Report every line of the records below that includes the string "pillow".

● **DATA**
◆ ◆ ◆

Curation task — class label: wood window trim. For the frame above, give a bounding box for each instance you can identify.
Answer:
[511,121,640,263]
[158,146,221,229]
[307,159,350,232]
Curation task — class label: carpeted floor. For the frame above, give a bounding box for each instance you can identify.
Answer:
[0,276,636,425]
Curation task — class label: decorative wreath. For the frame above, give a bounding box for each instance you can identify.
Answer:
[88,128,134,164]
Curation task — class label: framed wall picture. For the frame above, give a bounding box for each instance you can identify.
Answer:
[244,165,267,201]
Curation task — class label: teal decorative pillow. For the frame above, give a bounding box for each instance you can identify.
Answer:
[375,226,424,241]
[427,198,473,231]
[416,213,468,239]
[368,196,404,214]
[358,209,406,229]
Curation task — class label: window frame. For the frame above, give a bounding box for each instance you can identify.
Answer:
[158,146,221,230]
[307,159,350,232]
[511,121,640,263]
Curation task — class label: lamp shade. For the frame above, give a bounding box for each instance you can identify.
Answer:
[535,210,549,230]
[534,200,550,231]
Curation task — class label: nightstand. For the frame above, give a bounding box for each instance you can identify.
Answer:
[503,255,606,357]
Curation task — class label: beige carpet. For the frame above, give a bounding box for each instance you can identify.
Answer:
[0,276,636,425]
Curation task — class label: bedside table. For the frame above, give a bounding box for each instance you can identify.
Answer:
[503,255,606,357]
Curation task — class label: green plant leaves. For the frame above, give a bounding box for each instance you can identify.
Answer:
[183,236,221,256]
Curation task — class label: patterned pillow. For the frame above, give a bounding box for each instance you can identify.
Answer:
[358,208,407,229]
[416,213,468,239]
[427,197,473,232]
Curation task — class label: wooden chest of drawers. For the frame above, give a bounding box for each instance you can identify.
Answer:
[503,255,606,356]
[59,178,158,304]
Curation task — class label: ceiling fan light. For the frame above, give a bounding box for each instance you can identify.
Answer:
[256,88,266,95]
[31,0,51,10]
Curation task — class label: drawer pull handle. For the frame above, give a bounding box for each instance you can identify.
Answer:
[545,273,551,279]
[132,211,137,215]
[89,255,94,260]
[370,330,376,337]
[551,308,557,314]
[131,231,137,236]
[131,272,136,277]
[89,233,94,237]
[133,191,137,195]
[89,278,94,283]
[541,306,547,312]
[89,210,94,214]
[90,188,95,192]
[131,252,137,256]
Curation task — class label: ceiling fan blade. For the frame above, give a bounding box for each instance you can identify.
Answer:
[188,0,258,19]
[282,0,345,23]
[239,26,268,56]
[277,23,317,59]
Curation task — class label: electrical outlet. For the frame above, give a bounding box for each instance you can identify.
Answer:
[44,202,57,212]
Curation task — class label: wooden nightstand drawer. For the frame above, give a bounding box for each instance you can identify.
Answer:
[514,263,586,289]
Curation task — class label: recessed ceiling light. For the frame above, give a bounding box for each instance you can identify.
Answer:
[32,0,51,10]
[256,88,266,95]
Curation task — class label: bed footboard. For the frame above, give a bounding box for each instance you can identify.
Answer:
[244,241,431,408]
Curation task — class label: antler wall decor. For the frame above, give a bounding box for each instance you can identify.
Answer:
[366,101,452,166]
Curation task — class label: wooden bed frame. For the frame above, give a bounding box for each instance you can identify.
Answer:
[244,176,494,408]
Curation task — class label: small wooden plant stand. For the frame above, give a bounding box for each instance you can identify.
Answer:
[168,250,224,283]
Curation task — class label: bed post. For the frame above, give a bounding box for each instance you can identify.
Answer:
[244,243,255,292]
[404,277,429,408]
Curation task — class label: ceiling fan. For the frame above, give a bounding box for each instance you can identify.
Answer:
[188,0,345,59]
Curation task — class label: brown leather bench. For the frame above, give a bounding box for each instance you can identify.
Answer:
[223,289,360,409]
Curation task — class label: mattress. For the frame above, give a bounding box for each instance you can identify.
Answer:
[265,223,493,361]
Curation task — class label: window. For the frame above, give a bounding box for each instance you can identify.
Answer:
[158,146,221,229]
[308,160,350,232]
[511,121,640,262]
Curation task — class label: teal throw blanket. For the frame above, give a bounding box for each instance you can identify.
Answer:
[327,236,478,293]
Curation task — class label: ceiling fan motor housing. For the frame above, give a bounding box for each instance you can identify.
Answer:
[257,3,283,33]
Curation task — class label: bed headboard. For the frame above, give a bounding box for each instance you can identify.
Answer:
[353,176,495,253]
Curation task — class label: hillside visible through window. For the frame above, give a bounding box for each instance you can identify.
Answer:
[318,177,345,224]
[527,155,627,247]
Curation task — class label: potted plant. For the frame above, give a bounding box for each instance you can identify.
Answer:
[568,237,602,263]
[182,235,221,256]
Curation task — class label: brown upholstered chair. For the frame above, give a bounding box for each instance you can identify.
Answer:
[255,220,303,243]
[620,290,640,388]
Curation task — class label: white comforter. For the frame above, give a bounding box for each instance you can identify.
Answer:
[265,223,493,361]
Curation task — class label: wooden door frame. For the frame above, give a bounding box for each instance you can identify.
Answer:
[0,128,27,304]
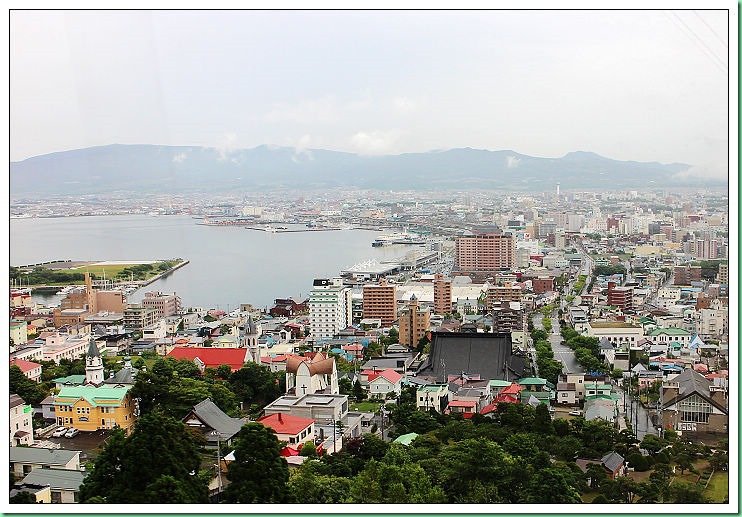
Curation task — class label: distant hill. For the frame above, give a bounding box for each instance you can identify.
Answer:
[9,144,706,196]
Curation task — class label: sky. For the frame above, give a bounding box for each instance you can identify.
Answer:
[8,8,735,178]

◆ ◆ ◆

● **TASK ANSWER**
Curation task — class label: teal decorative pillow. For the frame above, give a bounding box for each instance you can identify.
Curation task — class label: patterned pillow. For the frame above, give a bounding box for each instance you can identify.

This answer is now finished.